Start Document
In high-volume production environments, tracing every request creates overwhelming data volumes and storage costs. Jaeger sampling strategies help you capture meaningful traces while controlling resource usage. This tutorial shows you how to implement adaptive sampling, per-service policies, and remote sampling configuration for production-scale distributed tracing.

Prerequisites

You need a running Jaeger deployment with Elasticsearch or another storage backend. If you don't have this yet, follow our Jaeger Kubernetes deployment guide.

Understanding sampling strategies

Jaeger supports several sampling strategies that determine which traces to collect:

Strategy TypeUse CaseConfiguration
ConstFixed percentage samplingAlways sample X% of traces
ProbabilisticRandom samplingSample based on trace ID
RateLimitingMaximum traces per secondCap at N traces/second
AdaptiveDynamic adjustmentAdjust based on traffic patterns
PerServiceService-specific rulesDifferent rates per service

Step-by-step configuration

Create sampling strategies configuration

Create a JSON configuration file that defines your sampling strategies. This file tells Jaeger how to sample traces for different services and operations.

{
  "default_strategy": {
    "type": "probabilistic",
    "param": 0.1
  },
  "per_service_strategies": [
    {
      "service": "frontend-service",
      "type": "probabilistic",
      "param": 0.5,
      "max_traces_per_second": 100
    },
    {
      "service": "payment-service",
      "type": "probabilistic",
      "param": 1.0,
      "max_traces_per_second": 50
    },
    {
      "service": "logging-service",
      "type": "probabilistic",
      "param": 0.01,
      "max_traces_per_second": 10
    },
    {
      "service": "health-check",
      "type": "probabilistic",
      "param": 0.001
    }
  ],
  "per_operation_strategies": [
    {
      "service": "frontend-service",
      "operation": "GET /health",
      "type": "probabilistic",
      "param": 0.001
    },
    {
      "service": "api-gateway",
      "operation": "POST /api/orders",
      "type": "probabilistic",
      "param": 0.8,
      "max_traces_per_second": 200
    }
  ]
}

Configure Jaeger Collector with sampling strategies

Update your Jaeger Collector configuration to use the sampling strategies file. This enables remote sampling where the collector serves sampling decisions to clients.

sampling:
  strategies-file: /etc/jaeger/sampling_strategies.json
  strategies-reload-interval: 30s

http-server:
  host-port: :14268

grpc-server:
  host-port: :14250

processors:
  batch:
    timeout: 1s
    send-batch-size: 1024
    send-batch-max-size: 2048

Setup adaptive sampling with volume control

Create an advanced configuration that adapts sampling rates based on traffic volume and service importance.
End Document
Start Data excerpts
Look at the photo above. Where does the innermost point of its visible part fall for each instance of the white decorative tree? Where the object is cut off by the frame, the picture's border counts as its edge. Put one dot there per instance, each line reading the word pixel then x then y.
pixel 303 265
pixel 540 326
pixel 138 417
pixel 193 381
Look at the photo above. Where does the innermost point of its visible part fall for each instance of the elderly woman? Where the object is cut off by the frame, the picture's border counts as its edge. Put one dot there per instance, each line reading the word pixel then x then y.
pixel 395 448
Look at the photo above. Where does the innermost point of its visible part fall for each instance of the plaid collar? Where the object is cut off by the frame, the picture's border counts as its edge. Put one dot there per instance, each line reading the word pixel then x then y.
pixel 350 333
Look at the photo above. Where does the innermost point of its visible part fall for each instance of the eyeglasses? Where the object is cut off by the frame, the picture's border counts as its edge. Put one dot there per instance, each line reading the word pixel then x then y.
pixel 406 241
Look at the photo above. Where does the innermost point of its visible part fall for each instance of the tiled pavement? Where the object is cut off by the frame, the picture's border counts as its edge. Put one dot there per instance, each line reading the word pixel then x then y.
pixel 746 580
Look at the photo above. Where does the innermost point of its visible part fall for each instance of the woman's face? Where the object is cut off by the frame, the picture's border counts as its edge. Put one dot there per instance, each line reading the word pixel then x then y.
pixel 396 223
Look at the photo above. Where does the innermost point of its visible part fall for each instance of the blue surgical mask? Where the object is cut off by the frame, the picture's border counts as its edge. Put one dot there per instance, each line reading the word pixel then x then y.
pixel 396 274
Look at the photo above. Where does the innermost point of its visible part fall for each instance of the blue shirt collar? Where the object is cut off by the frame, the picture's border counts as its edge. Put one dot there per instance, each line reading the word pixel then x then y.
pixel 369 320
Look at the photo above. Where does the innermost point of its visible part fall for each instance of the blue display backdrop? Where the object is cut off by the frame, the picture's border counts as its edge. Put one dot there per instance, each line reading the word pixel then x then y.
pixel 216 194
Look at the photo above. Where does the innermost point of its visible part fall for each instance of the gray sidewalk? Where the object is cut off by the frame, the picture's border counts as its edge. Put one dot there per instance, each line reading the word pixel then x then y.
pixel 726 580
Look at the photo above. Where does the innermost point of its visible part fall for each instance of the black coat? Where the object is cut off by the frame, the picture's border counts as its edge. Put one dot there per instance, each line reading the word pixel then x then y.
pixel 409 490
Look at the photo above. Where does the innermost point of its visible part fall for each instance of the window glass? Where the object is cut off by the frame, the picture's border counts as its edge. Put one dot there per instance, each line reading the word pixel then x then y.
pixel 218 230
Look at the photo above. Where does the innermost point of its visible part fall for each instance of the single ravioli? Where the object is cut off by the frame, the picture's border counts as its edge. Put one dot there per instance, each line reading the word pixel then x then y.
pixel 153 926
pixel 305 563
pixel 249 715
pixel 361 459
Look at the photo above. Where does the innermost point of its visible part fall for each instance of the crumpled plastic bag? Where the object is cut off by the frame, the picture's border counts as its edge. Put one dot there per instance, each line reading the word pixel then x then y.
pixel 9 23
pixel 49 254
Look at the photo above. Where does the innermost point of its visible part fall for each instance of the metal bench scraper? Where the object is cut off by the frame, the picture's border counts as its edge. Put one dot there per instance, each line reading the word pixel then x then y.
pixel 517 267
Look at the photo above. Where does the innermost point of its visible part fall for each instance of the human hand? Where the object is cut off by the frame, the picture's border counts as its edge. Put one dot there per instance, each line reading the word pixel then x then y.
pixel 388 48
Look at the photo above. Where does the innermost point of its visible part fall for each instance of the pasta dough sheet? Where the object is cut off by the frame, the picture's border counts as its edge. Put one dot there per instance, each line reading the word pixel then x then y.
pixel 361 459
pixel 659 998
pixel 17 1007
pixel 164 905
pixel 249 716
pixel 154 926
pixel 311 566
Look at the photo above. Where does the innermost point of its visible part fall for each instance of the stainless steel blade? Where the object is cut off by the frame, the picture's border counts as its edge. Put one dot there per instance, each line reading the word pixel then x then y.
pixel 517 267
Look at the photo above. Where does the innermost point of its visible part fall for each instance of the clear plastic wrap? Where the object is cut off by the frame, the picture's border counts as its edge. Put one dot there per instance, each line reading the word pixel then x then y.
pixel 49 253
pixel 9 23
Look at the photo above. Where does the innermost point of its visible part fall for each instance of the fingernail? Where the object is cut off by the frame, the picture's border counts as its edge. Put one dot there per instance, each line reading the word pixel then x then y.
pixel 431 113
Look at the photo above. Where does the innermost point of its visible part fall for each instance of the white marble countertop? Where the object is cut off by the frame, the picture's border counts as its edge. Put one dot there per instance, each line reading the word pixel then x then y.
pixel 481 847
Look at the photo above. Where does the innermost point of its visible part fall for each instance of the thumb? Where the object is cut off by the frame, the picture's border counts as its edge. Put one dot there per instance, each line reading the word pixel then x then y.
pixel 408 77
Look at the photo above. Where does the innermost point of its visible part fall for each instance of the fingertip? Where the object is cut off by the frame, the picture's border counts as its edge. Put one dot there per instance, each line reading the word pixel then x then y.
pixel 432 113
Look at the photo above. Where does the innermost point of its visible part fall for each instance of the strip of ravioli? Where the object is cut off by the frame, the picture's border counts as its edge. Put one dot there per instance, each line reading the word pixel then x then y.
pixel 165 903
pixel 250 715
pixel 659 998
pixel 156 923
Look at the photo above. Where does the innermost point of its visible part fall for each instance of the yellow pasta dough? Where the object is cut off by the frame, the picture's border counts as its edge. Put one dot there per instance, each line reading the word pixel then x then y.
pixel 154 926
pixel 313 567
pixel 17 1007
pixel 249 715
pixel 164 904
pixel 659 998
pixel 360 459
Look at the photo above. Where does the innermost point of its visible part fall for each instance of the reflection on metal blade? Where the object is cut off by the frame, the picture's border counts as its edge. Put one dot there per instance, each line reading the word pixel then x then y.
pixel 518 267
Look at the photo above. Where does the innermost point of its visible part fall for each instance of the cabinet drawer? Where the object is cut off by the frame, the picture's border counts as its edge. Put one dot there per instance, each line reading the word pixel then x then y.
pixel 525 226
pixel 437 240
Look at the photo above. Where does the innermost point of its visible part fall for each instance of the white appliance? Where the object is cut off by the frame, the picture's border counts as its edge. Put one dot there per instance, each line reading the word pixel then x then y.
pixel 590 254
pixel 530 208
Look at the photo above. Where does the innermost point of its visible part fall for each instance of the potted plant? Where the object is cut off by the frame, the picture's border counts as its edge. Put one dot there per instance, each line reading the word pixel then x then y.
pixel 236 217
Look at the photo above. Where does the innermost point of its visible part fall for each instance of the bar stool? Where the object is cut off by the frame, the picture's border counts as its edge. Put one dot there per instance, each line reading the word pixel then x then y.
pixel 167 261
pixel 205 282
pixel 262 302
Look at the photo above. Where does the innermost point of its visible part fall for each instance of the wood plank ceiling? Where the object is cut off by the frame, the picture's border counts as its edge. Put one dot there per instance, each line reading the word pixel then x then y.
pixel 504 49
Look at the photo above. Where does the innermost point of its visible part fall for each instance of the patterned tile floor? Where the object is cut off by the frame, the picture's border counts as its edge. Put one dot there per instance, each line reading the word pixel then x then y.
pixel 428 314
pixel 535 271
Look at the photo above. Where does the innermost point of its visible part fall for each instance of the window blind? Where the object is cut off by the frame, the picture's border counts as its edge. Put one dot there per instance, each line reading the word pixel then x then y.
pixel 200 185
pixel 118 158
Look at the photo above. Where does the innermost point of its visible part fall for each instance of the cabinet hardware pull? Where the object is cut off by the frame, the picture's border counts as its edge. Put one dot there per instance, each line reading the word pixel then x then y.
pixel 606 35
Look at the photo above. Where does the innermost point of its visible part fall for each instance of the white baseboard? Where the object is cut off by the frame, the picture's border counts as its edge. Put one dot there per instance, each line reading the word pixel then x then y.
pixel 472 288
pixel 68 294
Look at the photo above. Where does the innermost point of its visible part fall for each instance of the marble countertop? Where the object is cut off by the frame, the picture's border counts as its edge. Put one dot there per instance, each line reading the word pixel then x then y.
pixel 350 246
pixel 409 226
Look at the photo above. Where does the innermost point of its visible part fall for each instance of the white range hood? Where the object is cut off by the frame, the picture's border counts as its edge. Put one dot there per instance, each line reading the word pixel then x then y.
End Data excerpts
Direction:
According to the Jaeger sampling tutorial, why should the Jaeger Collector configuration be updated to use the sampling strategies file?

Task result:
Pointing the collector at the sampling strategies file enables remote sampling, in which the collector serves sampling decisions to clients.